STATED EXERCISE: Rewrite the data from the line containing "For quality-assurance purposes, verify whether the distant snowy" through the line containing "[[197, 146, 213, 183]]", inclusive, changing "snow track" to "sled track" and leaving everything else as it is. Return only those lines.

EXTRACTED DATA:
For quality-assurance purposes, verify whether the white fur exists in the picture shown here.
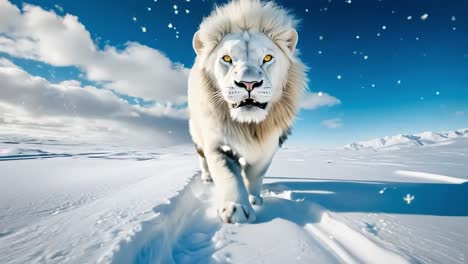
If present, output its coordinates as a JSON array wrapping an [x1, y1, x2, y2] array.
[[188, 0, 306, 223]]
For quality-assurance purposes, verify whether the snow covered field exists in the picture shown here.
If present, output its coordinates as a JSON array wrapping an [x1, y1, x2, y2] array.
[[0, 132, 468, 263]]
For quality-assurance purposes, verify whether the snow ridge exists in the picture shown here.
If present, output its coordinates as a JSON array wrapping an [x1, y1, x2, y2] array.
[[344, 128, 468, 150]]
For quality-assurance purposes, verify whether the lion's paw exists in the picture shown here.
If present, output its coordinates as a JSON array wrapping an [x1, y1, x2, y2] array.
[[201, 172, 213, 184], [218, 202, 256, 224], [249, 194, 263, 206]]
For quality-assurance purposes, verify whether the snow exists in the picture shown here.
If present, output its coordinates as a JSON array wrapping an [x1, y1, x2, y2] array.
[[344, 129, 468, 150], [0, 134, 468, 263]]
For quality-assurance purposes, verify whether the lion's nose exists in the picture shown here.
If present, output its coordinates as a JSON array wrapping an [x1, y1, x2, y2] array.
[[234, 80, 263, 92]]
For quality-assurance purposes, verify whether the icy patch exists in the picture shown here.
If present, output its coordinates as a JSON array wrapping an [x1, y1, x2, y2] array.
[[395, 170, 468, 184]]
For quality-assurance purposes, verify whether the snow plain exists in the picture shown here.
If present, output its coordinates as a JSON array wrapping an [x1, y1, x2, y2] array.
[[0, 135, 468, 263]]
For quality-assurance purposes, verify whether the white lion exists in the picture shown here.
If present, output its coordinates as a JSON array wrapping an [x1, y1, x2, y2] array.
[[188, 0, 307, 223]]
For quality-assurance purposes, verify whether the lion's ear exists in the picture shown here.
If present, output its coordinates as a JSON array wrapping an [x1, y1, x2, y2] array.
[[288, 28, 299, 53], [192, 31, 203, 55]]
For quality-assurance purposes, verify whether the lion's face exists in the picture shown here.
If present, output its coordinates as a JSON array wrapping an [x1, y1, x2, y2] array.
[[205, 32, 290, 123]]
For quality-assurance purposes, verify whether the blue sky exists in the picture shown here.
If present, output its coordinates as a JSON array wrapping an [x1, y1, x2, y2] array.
[[0, 0, 468, 147]]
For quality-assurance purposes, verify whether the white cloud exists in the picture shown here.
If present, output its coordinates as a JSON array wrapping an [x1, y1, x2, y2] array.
[[301, 92, 341, 110], [0, 0, 188, 104], [0, 59, 189, 146], [322, 118, 343, 129]]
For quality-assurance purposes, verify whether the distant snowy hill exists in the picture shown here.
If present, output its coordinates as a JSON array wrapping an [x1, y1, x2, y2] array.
[[344, 128, 468, 150]]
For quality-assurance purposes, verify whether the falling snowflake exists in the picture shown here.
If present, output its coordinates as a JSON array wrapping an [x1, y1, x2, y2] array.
[[403, 193, 414, 204], [379, 187, 387, 194]]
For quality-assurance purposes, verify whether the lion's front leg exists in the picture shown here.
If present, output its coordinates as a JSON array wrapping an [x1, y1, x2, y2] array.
[[206, 148, 255, 223], [243, 161, 271, 205]]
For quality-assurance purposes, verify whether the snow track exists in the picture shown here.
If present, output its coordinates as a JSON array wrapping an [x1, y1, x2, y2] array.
[[112, 174, 221, 263], [112, 174, 408, 264], [0, 138, 468, 264]]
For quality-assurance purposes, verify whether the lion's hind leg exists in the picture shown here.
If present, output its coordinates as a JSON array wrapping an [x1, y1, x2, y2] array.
[[197, 146, 213, 183]]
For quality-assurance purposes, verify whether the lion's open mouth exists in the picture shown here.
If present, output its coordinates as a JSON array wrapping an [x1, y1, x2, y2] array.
[[232, 98, 268, 109]]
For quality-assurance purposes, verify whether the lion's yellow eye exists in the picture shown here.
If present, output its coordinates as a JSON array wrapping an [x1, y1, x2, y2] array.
[[223, 55, 232, 62], [263, 54, 273, 62]]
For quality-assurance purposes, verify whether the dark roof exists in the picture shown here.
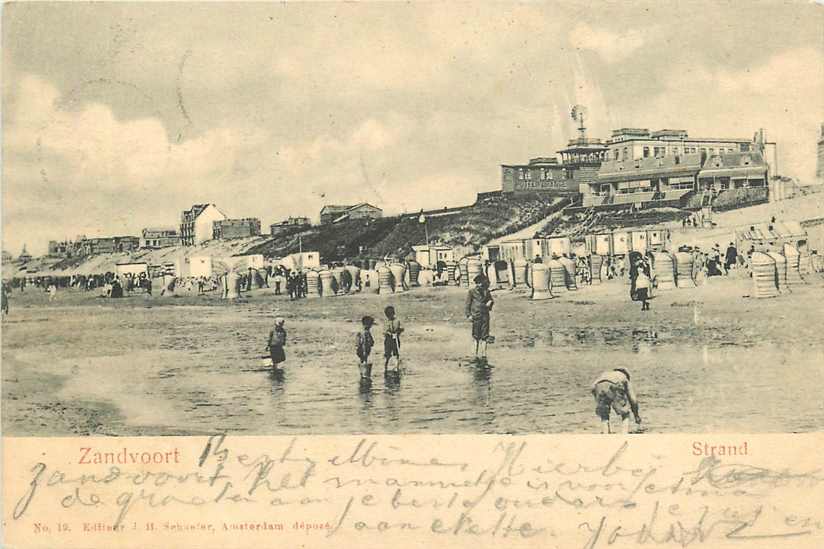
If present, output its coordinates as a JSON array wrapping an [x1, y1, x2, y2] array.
[[320, 204, 352, 213], [699, 151, 767, 176]]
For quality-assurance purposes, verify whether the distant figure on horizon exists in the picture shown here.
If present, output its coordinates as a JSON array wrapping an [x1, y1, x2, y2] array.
[[0, 282, 11, 316], [592, 368, 641, 434]]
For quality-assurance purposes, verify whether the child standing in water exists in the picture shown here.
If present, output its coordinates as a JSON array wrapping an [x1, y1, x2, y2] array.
[[383, 305, 403, 374], [635, 261, 652, 311], [356, 316, 375, 381], [266, 318, 286, 370]]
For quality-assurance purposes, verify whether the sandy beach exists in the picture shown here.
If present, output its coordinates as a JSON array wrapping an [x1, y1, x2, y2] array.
[[2, 275, 824, 436]]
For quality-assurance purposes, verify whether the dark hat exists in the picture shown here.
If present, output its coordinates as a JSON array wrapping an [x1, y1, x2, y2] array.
[[615, 368, 629, 380]]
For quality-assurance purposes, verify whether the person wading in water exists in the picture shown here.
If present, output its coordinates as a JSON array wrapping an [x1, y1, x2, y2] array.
[[466, 275, 494, 357]]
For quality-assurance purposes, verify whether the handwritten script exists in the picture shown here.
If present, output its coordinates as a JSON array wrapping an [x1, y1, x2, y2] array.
[[6, 435, 824, 549]]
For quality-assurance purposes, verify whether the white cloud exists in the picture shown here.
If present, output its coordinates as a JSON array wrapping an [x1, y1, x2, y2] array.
[[568, 23, 646, 63], [631, 47, 824, 182]]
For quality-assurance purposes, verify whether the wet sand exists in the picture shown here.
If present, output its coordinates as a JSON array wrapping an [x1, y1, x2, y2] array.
[[2, 276, 824, 436]]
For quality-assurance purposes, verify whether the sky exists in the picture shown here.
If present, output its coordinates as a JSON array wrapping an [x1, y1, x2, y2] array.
[[2, 0, 824, 255]]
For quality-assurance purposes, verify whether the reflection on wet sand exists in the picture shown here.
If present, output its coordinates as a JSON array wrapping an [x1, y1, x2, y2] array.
[[2, 280, 824, 435]]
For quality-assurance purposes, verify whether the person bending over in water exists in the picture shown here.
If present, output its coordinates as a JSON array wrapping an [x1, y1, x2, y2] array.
[[592, 368, 641, 434], [266, 318, 286, 370], [355, 316, 375, 381], [383, 305, 403, 373]]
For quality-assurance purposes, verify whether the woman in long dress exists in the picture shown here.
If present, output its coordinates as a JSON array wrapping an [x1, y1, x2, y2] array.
[[266, 318, 286, 370]]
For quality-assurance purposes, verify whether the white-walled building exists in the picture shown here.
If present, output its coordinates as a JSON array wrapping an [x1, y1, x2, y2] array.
[[180, 204, 228, 246]]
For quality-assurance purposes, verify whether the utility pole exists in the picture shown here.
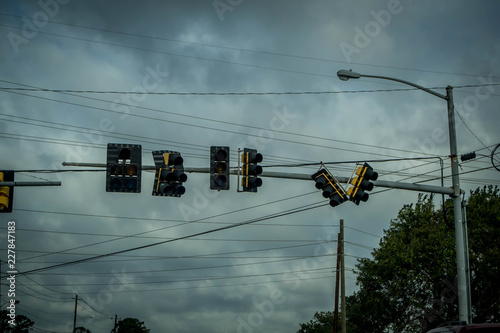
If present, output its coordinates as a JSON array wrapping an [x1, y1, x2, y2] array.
[[339, 219, 346, 333], [333, 228, 342, 333], [73, 294, 78, 333], [337, 69, 472, 323]]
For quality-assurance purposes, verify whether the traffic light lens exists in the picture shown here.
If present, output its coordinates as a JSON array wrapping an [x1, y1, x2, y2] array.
[[111, 164, 123, 176], [118, 149, 131, 160], [125, 178, 137, 190], [215, 162, 227, 173], [215, 175, 227, 186], [215, 149, 227, 161], [127, 165, 137, 176], [109, 178, 122, 191]]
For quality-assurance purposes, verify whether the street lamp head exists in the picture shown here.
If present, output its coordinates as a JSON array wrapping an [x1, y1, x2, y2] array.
[[337, 69, 361, 81]]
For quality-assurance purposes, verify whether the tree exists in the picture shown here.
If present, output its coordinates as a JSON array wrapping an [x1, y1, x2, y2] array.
[[0, 310, 35, 333], [297, 311, 333, 333], [112, 318, 149, 333], [347, 186, 500, 332]]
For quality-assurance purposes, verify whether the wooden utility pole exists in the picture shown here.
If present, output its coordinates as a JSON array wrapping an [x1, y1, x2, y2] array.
[[73, 294, 78, 333], [339, 220, 346, 333]]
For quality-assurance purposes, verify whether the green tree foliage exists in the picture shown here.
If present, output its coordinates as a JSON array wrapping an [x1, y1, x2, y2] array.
[[297, 311, 333, 333], [0, 310, 35, 333], [112, 318, 149, 333], [347, 186, 500, 332]]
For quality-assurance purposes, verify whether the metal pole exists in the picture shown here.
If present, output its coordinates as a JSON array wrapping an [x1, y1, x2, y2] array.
[[0, 181, 61, 186], [337, 70, 472, 323], [340, 219, 347, 333], [73, 294, 78, 333], [333, 233, 341, 333], [446, 86, 470, 322]]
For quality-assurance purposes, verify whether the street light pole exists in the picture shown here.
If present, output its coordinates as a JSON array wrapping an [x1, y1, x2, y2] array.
[[337, 70, 472, 323]]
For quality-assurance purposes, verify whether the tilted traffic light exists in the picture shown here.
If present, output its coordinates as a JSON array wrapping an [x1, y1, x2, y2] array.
[[241, 148, 263, 192], [152, 150, 187, 197], [311, 169, 347, 207], [347, 163, 378, 205], [106, 143, 142, 193], [0, 171, 14, 213], [210, 146, 229, 191]]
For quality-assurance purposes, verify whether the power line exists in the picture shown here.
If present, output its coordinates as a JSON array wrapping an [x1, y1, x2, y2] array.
[[0, 80, 500, 96]]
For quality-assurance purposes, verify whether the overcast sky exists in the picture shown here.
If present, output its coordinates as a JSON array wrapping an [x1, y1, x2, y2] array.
[[0, 0, 500, 333]]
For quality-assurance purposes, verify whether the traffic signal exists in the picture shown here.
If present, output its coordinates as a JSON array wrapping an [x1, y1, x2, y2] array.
[[0, 171, 14, 213], [241, 148, 263, 192], [153, 150, 187, 197], [106, 143, 142, 193], [210, 146, 229, 191], [347, 163, 378, 205], [311, 169, 347, 207]]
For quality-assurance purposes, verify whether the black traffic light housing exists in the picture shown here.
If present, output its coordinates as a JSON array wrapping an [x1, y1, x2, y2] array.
[[241, 148, 263, 192], [311, 169, 347, 207], [347, 163, 378, 205], [152, 150, 187, 198], [0, 170, 14, 213], [210, 146, 229, 191], [106, 143, 142, 193]]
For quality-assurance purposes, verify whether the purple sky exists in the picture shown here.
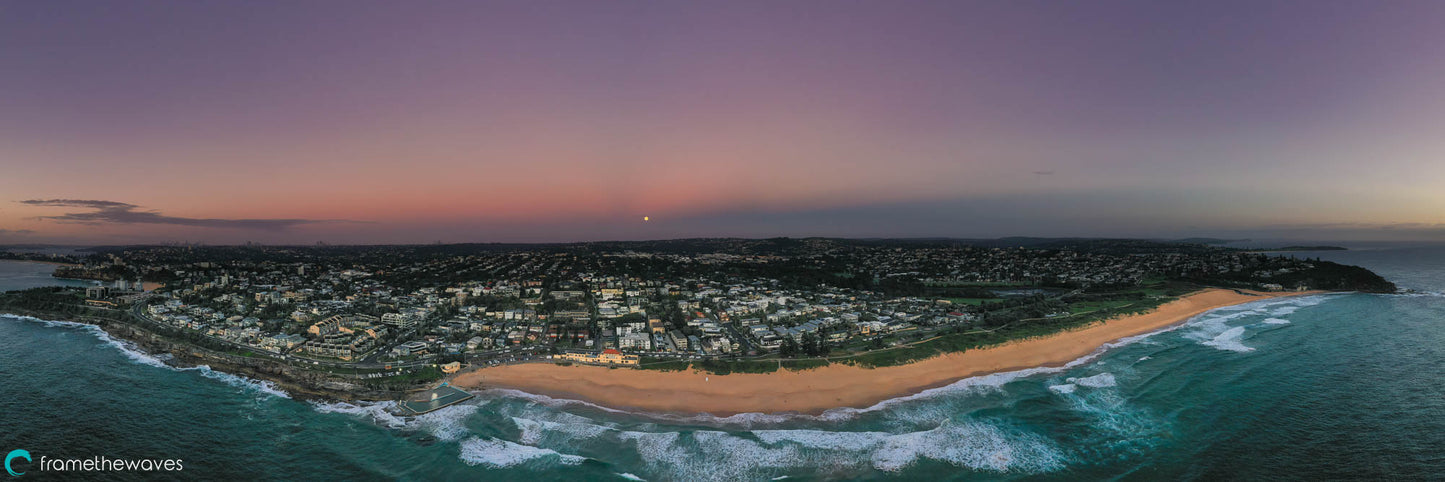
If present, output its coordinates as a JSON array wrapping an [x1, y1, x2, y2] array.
[[0, 1, 1445, 242]]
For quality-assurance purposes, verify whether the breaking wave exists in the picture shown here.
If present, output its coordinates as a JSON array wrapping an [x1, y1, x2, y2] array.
[[460, 437, 585, 468], [1202, 326, 1254, 354]]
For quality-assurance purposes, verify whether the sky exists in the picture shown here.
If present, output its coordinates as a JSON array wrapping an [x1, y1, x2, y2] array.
[[0, 0, 1445, 244]]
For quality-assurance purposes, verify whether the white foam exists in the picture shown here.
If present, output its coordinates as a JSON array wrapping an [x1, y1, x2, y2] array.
[[1202, 326, 1254, 354], [512, 417, 613, 444], [1049, 384, 1079, 395], [483, 293, 1337, 430], [413, 404, 481, 442], [458, 437, 585, 468], [1068, 372, 1118, 388], [870, 423, 1064, 473]]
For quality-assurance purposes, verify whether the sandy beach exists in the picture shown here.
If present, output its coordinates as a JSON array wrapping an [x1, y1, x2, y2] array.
[[452, 289, 1318, 416]]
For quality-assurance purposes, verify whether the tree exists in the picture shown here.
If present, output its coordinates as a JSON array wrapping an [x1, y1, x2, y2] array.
[[777, 336, 798, 358], [801, 332, 818, 356]]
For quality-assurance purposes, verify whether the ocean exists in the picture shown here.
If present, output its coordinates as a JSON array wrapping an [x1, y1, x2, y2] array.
[[0, 245, 1445, 481]]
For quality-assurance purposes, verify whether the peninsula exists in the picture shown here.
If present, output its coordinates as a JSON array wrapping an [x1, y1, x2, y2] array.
[[0, 238, 1394, 414], [452, 289, 1321, 416]]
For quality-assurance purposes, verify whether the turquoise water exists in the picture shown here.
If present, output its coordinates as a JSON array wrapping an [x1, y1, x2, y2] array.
[[0, 247, 1445, 481]]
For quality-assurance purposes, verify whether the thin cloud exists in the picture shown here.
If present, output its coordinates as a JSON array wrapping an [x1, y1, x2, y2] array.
[[19, 199, 357, 231]]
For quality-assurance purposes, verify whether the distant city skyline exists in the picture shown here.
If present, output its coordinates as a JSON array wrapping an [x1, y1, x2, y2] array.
[[0, 1, 1445, 244]]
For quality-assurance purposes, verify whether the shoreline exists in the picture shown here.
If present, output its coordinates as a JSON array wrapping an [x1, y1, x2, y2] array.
[[0, 307, 429, 403], [451, 289, 1328, 416]]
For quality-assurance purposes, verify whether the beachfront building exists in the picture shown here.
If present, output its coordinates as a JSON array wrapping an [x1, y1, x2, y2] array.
[[558, 349, 642, 365]]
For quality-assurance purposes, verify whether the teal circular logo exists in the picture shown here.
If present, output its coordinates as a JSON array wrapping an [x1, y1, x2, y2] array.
[[4, 449, 33, 476]]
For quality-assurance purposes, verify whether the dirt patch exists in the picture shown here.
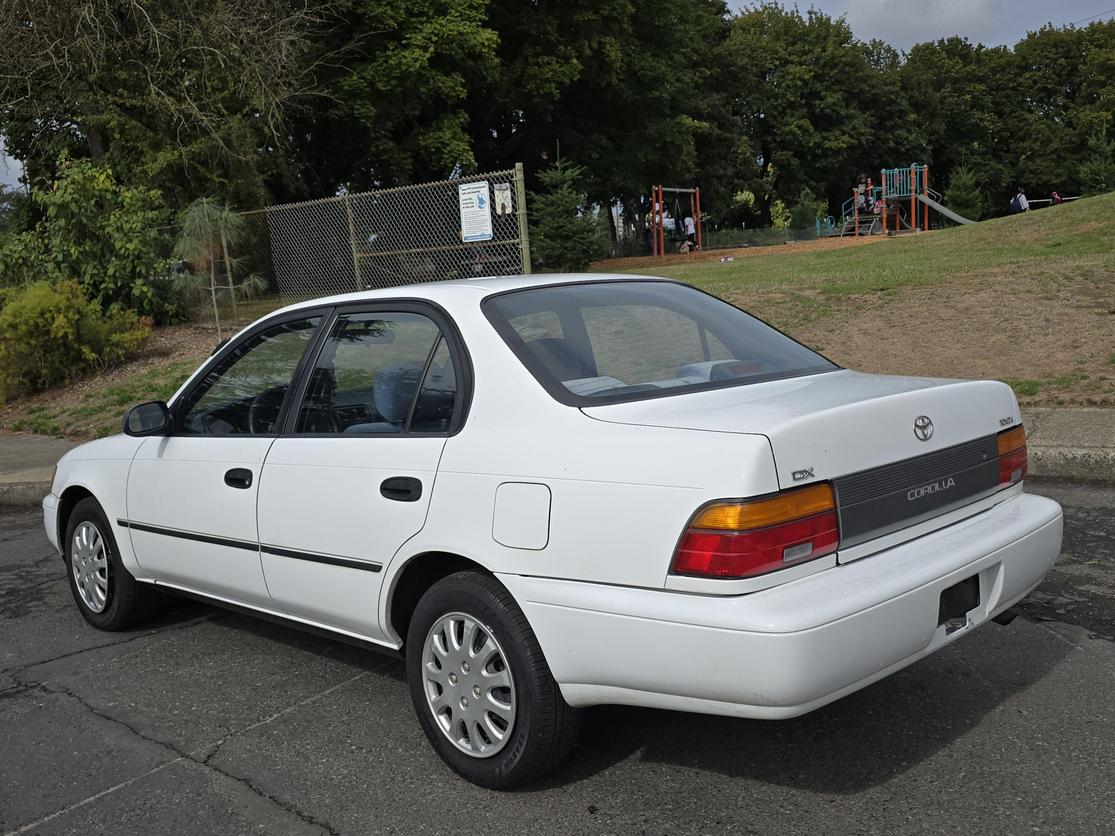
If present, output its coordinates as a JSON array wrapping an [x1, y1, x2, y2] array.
[[731, 273, 1115, 406], [0, 324, 217, 439], [590, 236, 883, 273]]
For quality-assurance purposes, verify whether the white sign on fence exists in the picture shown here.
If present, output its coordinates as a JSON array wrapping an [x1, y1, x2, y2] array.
[[457, 179, 492, 242], [492, 183, 515, 215]]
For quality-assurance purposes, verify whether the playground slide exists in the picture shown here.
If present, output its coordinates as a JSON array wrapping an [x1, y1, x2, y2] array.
[[915, 194, 976, 224]]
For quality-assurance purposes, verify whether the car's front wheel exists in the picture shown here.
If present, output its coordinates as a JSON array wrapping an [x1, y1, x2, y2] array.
[[407, 572, 580, 789], [65, 497, 158, 630]]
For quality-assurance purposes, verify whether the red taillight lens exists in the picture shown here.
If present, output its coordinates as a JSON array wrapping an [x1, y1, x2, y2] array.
[[999, 427, 1029, 485], [673, 485, 840, 579]]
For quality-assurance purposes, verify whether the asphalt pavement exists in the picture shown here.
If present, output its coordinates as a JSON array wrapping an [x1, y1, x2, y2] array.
[[0, 483, 1115, 836]]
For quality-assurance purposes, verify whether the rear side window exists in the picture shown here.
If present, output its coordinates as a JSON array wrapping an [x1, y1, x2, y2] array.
[[484, 281, 838, 406], [294, 312, 457, 436]]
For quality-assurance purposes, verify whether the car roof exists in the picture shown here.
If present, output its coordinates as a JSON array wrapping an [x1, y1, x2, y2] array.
[[268, 273, 672, 319]]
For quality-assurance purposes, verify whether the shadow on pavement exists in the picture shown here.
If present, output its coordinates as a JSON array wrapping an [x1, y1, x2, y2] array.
[[526, 624, 1072, 794]]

FINISHED ANSWER:
For quality-assurance purposes, verify whether the distant snowy hill exists in the picture shown here.
If present, output its coordinates as a JSON array wrapping an [x1, y1, x2, y2] array.
[[344, 128, 468, 150]]
For quality-assurance purposes, verify whether the falling snowflake exists in the picture shown here.
If present, output its coordinates as a JSON array wrapping an [x1, y1, x2, y2] array.
[[403, 193, 414, 204], [379, 187, 387, 194]]
For quality-assurance purposes, verify whether the lion's front leg exists in the picture shown here.
If present, output its coordinates as a JSON array wrapping an [x1, y1, x2, y2] array.
[[206, 148, 255, 223], [243, 161, 271, 205]]
For quality-assurance purposes, verify whether the sled track exists in the picture shown here.
If present, output its coordinates as a JSON array wrapping an [x1, y1, x2, y2] array.
[[112, 174, 221, 263], [112, 174, 408, 264], [0, 138, 468, 264]]
For quality-assurance purposes, verify whether the lion's hind leg exists in the picture shown here.
If present, output its coordinates as a JSON array wrapping an [x1, y1, x2, y2] array.
[[197, 146, 213, 183]]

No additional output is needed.